- **Prompt**
Without the pictures, return each record as it appears.

A run of records
══════════════════════════════
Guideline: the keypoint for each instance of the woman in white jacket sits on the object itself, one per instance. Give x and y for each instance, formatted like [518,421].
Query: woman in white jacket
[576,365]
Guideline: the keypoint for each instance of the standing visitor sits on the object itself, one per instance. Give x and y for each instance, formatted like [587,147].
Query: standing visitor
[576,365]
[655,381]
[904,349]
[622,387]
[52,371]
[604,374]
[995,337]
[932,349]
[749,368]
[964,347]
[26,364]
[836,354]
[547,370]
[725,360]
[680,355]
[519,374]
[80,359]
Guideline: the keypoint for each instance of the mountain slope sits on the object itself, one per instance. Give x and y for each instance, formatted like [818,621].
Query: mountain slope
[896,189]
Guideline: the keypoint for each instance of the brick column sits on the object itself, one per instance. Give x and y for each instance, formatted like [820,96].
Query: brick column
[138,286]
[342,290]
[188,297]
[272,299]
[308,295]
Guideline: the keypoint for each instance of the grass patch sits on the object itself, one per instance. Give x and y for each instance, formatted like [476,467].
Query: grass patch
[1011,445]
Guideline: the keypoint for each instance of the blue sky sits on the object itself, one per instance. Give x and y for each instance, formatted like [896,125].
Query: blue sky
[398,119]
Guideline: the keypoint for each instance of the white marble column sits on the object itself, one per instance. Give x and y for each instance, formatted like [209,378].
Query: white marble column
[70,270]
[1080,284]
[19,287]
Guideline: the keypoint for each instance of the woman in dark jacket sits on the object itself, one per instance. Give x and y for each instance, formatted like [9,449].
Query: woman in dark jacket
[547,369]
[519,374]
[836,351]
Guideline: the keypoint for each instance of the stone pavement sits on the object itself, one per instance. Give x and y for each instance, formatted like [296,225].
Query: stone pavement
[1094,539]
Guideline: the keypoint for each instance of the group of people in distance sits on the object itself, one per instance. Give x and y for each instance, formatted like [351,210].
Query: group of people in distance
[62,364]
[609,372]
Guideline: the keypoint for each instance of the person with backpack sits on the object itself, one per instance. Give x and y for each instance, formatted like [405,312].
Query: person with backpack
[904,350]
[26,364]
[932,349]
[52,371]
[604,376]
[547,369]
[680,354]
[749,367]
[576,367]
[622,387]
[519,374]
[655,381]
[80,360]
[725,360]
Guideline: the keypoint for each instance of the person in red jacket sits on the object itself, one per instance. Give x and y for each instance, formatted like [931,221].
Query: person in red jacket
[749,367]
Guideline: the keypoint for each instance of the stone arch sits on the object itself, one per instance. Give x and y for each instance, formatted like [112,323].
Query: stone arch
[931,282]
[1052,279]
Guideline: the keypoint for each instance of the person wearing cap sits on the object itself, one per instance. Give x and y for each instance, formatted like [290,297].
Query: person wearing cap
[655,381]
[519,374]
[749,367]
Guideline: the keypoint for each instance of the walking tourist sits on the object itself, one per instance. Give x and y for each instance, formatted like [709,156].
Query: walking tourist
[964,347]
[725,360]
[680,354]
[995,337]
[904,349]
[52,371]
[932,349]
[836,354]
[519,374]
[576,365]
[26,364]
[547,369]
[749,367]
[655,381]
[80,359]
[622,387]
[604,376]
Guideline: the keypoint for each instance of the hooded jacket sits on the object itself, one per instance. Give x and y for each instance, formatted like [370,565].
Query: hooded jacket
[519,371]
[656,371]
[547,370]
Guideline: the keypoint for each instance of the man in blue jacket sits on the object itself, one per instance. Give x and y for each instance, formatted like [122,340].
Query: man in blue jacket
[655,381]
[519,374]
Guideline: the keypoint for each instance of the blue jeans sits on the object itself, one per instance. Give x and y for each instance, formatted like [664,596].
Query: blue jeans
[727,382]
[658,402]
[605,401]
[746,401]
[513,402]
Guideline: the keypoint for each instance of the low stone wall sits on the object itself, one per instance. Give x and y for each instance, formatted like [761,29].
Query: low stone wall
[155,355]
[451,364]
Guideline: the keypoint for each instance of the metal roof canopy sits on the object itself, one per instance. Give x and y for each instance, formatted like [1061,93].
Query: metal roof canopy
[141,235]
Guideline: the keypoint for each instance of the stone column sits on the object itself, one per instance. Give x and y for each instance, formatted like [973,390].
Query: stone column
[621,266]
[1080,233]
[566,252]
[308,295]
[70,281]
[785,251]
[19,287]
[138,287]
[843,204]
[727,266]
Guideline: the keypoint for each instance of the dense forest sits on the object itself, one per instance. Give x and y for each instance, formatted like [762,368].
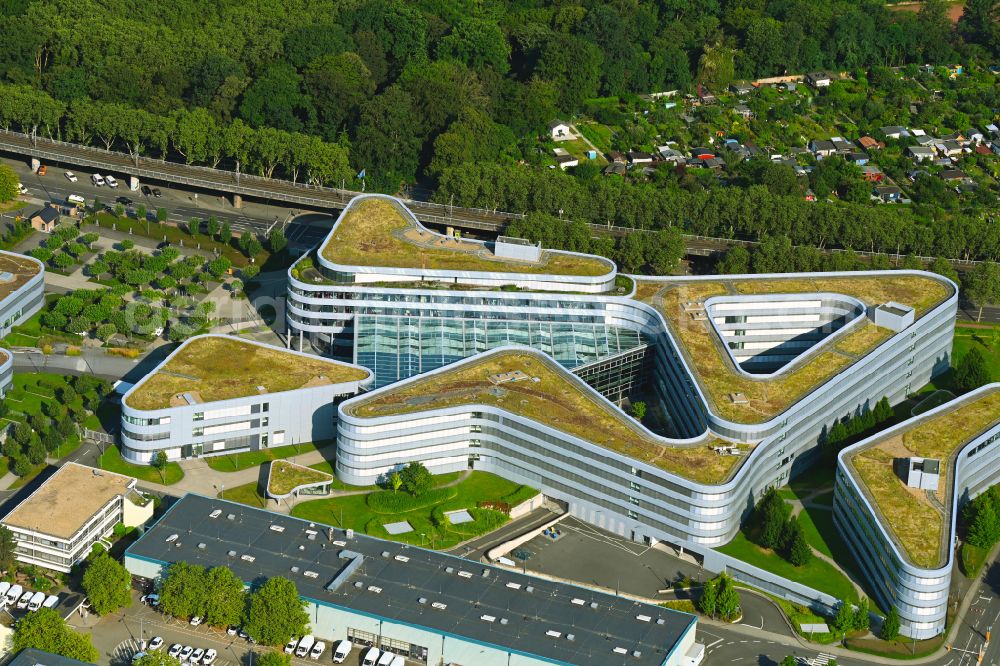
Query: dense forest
══════════════════════════════
- **Task result**
Guideline: the keypoint for each instance of the woman in white jacket sits on the object itself, one per instance. Give x and y for each instance, formatted like [518,421].
Query: woman in white jacket
[576,365]
Guideline: the keypoint for each instance of the standing visitor sits on the object itself, one per instance. Give x and y for each instance, formatted like [587,147].
Query: standing visitor
[576,365]
[655,381]
[904,349]
[622,387]
[52,371]
[604,374]
[995,337]
[932,349]
[749,368]
[964,347]
[26,364]
[836,354]
[547,370]
[725,360]
[680,355]
[519,374]
[80,359]
Guideline: the keypoint for each instance of the mountain slope sits on the object itself, one per instance. Give x and y for each instance, formatted like [818,621].
Query: mountain slope
[896,189]
Guideline: the keypoint for each instance of the brick column sits on the object itself, one per instance. Give x and y for each instance, formatted like [820,96].
Query: brick column
[138,286]
[342,290]
[188,297]
[272,299]
[308,295]
Guideline: the keypoint for each instance of the grass patch sits on the object itself, one per instance. Give x and y for each instance, formatted like [476,467].
Query: grass patch
[1011,445]
Guideline: the keypoint for each instance of the blue sky sits on the object itself, one per instance. Give x and y for each instance, formatted like [896,125].
Query: blue sky
[398,119]
Guideline: the keypoint for each instance of the white marble column sits on the object itself, one per instance. Give x and y for each instance, formatted like [209,378].
Query: white marble column
[70,270]
[1080,284]
[19,287]
Guideline: the keypoint for each instance of the woman in dark jacket sits on the object itself, one per instance. Give x and y for each instance, formatted like [9,449].
Query: woman in dark jacket
[547,369]
[519,374]
[836,351]
Guideline: the keypoint for each instance of the stone pavement sits on the object itself, one per instance. Give x and y for each instance, formatted like [296,225].
Query: stone pavement
[1094,539]
Guideline: the keypoint for each instance of the group of people in distance sits on the object itself, one per instance. Give x and y for each instance, formatted like [351,210].
Query: group of people in distance
[62,364]
[609,372]
Guideline: the keypoint for each instance of the person with backpack sits on the object itself, one per instance. Give x and y for each instance, formatted like [405,312].
Query: person with backpack
[904,350]
[26,364]
[932,349]
[52,371]
[604,376]
[547,369]
[680,354]
[749,367]
[576,367]
[622,387]
[519,374]
[655,381]
[80,360]
[725,360]
Guideline: the keypoint for each instance of the person in red jacket sits on the object itself, one per instance. Give x and y for each instance, formatted like [931,221].
Query: person in red jacket
[749,367]
Guideline: the keypoint for each instance of the stone arch sits on the object itself, one per instance. Give x and y for each instance, formatted like [112,323].
Query: stone arch
[931,282]
[1052,279]
Guideline: the keypoint for each instance of the person wearing cap sits on the object itself, one per instance. Give x and y for each instance, formatted like [290,297].
Query: person wearing cap
[655,381]
[519,374]
[749,367]
Guideline: the keypoint for each instance of the walking tourist sits on the object itself, one per instance. Give x and y for each instance, formatted like [709,156].
Query: walking tourist
[964,347]
[725,360]
[680,354]
[995,337]
[904,349]
[52,371]
[932,349]
[836,354]
[519,374]
[576,365]
[26,364]
[547,369]
[749,367]
[655,381]
[80,359]
[622,387]
[604,376]
Guideline: the keypoint for each instance of the hooded jacket sits on the object itself, one per instance. Give x and y for each instance, formatted like [370,565].
Query: hooded jacket
[519,371]
[656,371]
[547,370]
Guideline: the keypoint for each instance of the man in blue jacket sits on the object itself, one per instance. Give x and y for each instance, formatted like [122,340].
Query: man in blue jacket
[655,381]
[519,374]
Guideline: the keypoint for each instance of the blue jeans sits on the object itself, one per instance. Give x and y for each instance, formatted like [664,596].
Query: blue jeans
[727,382]
[658,402]
[605,401]
[746,401]
[513,402]
Guideline: the keypoint for each instance of the low stone wall sits on the object itself, one per instance. Give x and y for each instance, formatted like [761,29].
Query: low stone wall
[155,355]
[451,364]
Guideline: the keypoint for each instance of the metal roof canopy sits on the object itself, one per instance. Give x and y for each instance, formatted like [1061,93].
Query: metal roof canopy
[141,235]
Guideline: the keypoint for each instance of the stone column sits on the object itself, one per instance. Give x and y for each instance, formatted like [973,390].
Query: stone column
[621,266]
[1080,233]
[566,252]
[308,295]
[70,281]
[785,251]
[19,287]
[138,287]
[843,204]
[727,266]
Guideline: the keypoint for each instance of the dense forest sits on the object itself, one per instance. Give x and y for each instance, formatted like [762,368].
Query: dense forest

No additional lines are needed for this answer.